**Directions:** Quote the material below word for word, leaving out the pictures.

◆ ◆ ◆ ◆

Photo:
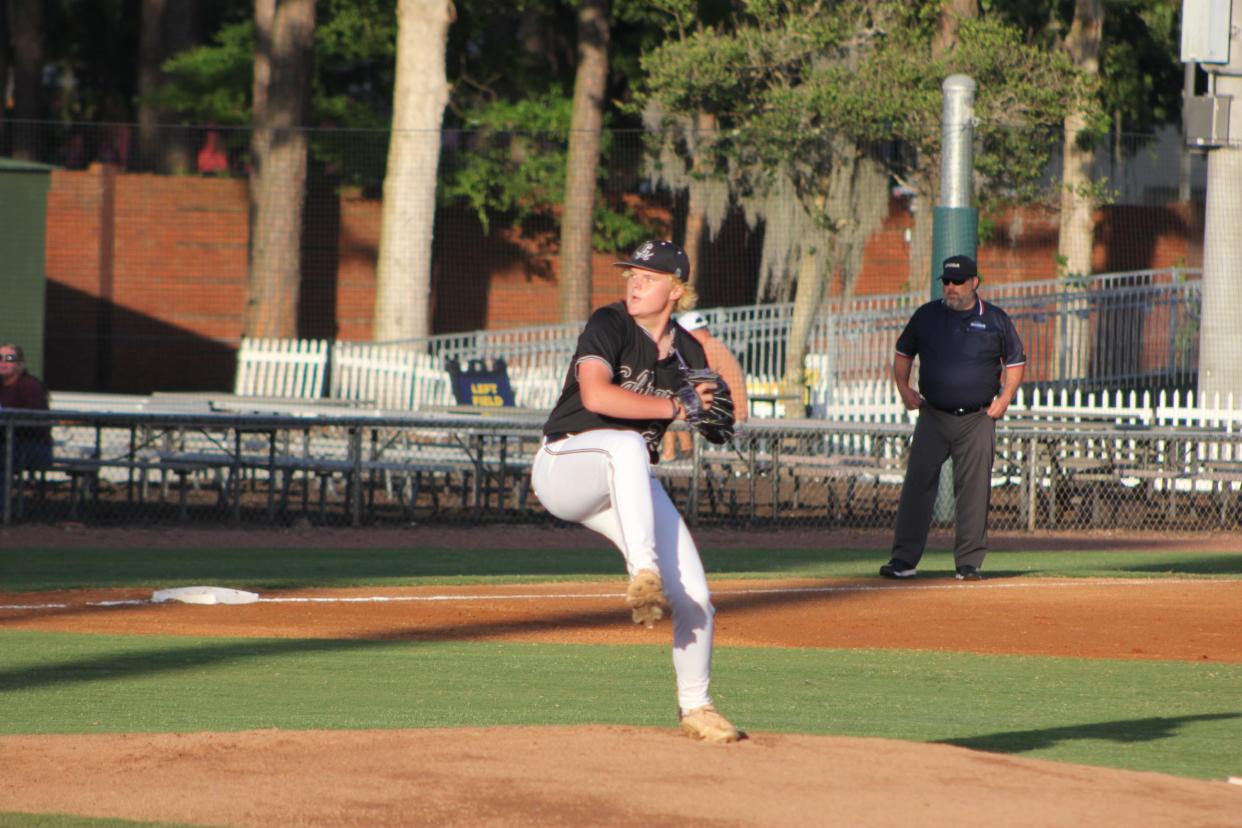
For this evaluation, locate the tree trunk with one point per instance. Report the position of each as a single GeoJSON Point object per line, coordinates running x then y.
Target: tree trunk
{"type": "Point", "coordinates": [403, 289]}
{"type": "Point", "coordinates": [578, 220]}
{"type": "Point", "coordinates": [919, 255]}
{"type": "Point", "coordinates": [696, 214]}
{"type": "Point", "coordinates": [1077, 207]}
{"type": "Point", "coordinates": [806, 303]}
{"type": "Point", "coordinates": [168, 27]}
{"type": "Point", "coordinates": [26, 26]}
{"type": "Point", "coordinates": [285, 37]}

◆ ◆ ◆ ◆

**Output:**
Photo:
For this evaluation, locate the tree trunk with one point per instance. Report the position of each as a single GeoJSON Point object per line, coordinates running x then y.
Target: tree trunk
{"type": "Point", "coordinates": [403, 289]}
{"type": "Point", "coordinates": [578, 220]}
{"type": "Point", "coordinates": [919, 255]}
{"type": "Point", "coordinates": [696, 214]}
{"type": "Point", "coordinates": [1077, 207]}
{"type": "Point", "coordinates": [806, 303]}
{"type": "Point", "coordinates": [168, 27]}
{"type": "Point", "coordinates": [26, 26]}
{"type": "Point", "coordinates": [285, 37]}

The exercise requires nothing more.